Find the string "target" in the records and copy each line where it occurs.

STORED DATA:
......

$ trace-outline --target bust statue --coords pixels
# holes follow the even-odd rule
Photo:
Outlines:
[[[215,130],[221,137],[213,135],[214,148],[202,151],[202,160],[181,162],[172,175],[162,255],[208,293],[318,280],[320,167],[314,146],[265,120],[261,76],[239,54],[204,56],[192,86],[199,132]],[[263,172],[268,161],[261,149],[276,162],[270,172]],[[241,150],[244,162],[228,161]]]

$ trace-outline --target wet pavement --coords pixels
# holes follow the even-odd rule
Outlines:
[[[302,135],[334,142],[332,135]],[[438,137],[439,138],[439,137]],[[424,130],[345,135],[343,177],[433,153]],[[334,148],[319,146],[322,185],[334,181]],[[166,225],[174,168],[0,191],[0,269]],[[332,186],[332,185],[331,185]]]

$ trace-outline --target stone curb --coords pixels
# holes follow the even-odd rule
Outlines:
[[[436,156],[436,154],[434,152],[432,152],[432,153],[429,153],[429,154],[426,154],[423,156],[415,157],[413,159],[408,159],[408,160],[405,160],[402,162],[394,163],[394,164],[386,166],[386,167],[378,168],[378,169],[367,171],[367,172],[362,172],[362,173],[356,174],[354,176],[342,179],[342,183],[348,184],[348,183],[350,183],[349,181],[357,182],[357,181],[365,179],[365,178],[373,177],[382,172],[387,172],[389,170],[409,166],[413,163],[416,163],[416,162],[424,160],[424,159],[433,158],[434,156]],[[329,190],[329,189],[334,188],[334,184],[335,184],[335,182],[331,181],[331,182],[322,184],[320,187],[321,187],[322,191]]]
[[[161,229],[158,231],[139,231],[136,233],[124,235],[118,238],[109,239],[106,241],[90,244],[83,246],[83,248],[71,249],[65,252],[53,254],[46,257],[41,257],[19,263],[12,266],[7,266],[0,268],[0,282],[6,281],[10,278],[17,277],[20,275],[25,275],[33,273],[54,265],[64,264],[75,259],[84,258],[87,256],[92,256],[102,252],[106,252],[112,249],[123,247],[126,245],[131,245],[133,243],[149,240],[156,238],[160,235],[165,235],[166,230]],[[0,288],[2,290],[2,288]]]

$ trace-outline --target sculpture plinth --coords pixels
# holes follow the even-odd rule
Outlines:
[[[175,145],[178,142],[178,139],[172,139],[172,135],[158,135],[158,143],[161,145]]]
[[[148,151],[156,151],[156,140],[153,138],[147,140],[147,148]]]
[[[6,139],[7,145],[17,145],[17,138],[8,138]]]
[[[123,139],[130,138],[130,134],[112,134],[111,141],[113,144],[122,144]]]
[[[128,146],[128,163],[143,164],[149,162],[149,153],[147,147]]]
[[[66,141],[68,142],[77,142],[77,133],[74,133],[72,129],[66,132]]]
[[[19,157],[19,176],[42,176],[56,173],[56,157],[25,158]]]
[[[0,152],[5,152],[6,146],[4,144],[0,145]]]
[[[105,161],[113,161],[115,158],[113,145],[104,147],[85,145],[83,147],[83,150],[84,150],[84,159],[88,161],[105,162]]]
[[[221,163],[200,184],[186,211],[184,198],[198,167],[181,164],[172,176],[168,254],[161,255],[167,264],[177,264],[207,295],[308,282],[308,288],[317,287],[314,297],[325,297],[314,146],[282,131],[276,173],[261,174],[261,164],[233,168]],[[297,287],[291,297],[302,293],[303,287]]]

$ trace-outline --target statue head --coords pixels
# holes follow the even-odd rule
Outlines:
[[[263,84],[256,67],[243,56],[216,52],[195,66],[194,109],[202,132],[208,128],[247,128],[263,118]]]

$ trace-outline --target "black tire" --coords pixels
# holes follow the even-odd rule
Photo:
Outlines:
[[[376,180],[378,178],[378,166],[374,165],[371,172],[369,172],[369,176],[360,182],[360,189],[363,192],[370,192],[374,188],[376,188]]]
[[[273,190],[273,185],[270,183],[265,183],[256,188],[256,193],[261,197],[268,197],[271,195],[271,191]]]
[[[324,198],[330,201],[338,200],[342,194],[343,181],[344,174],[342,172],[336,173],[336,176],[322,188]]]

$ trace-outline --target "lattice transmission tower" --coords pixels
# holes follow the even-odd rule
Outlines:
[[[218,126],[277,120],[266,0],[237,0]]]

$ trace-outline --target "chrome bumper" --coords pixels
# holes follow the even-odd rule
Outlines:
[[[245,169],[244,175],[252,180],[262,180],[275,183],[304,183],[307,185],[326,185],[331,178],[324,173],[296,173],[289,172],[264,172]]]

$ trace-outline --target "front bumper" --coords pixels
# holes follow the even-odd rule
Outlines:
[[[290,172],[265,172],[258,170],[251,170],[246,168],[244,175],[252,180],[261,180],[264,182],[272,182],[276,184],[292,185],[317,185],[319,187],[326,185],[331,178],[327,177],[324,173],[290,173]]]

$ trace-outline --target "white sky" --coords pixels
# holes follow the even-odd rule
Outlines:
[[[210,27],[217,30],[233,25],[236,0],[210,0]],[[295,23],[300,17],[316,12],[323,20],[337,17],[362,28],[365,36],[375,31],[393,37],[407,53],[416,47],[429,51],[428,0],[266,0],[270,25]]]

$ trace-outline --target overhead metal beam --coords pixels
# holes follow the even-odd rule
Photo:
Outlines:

......

EXERCISE OUTPUT:
$ trace-outline --target bust statue --coords pixels
$ trace-outline --target wet pavement --coords pixels
$ trace-outline --target stone curb --coords pixels
$ trace-outline --target sculpture plinth --coords pixels
$ trace-outline --target statue head --coords pixels
$ trace-outline --target "black tire" --coords pixels
$ trace-outline --target "lattice transmission tower" --coords pixels
$ trace-outline --target "chrome bumper" --coords pixels
$ trace-outline --target "front bumper" --coords pixels
$ trace-outline --target "white sky" --coords pixels
$ trace-outline --target overhead metal beam --coords pixels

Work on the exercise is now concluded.